> **SOURCE DOCUMENT**
====
Nigeria’s oil reserves sink to 36.89bn barrels on one year



Nigeria, Africa’s biggest crude exporter, is left with 36.89 billion barrels in its crude oil reserves, 110 million barrels deficit from the reserves strenght one year ago.

The Director, Department of Petroleun Resources (DPR), Auwalu Sarki, who in a virtual meeting of the DPR managment and oil and gas editors on Wednesday, gave this official data of reserves as at first of January, 2020, maintained that this same reserves had 37 billion barrels in them as at the first of January, 2019.

What Nigeria lost in crude reserves, Sarki said, it gained in natural gas reserves with 203.16 trillion cubic feet of gas as at January 1, 2020, compared to 210 trillion cubic feet of gas in reserves as at January 1, 2019.

Giving a breakdown of the reserves volume, the DPR Director said that the crude oil in the reserves stood at 31.418 billion barrels while the volume of condensate in the reserves was 5.476 billion barrels.

He attributed the fall in the reserves to the dearth of discovery in 2019.
====
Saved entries

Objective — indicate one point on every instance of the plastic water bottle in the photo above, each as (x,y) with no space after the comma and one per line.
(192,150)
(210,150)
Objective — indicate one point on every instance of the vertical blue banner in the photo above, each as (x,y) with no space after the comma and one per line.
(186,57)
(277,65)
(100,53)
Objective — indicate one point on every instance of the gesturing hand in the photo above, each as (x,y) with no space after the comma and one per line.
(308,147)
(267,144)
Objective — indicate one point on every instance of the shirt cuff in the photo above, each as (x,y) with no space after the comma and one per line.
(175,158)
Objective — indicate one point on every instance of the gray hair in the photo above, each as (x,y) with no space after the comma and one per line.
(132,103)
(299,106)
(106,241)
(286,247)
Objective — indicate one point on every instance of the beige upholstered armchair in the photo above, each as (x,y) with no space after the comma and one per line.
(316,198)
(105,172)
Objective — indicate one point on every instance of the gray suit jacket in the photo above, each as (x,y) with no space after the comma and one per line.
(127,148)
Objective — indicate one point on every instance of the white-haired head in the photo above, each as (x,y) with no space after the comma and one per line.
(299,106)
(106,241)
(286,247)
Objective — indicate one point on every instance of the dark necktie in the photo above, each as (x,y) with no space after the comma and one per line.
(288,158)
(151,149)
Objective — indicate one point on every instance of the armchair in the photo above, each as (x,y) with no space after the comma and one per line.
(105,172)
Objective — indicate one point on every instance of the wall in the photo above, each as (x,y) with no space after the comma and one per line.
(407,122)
====
> **LIST OF TASKS**
**A)** Write out the stretch of the article on Nigeria's oil reserves from "What Nigeria lost" through "discovery in 2019.".
**B)** According to the article on Nigeria's oil reserves, what was the volume of condensate in the reserves?

> **RESULTS FOR EACH TASK**
**A)**
What Nigeria lost in crude reserves, Sarki said, it gained in natural gas reserves with 203.16 trillion cubic feet of gas as at January 1, 2020, compared to 210 trillion cubic feet of gas in reserves as at January 1, 2019.

Giving a breakdown of the reserves volume, the DPR Director said that the crude oil in the reserves stood at 31.418 billion barrels while the volume of condensate in the reserves was 5.476 billion barrels.

He attributed the fall in the reserves to the dearth of discovery in 2019.

**B)** 5.476 billion barrels.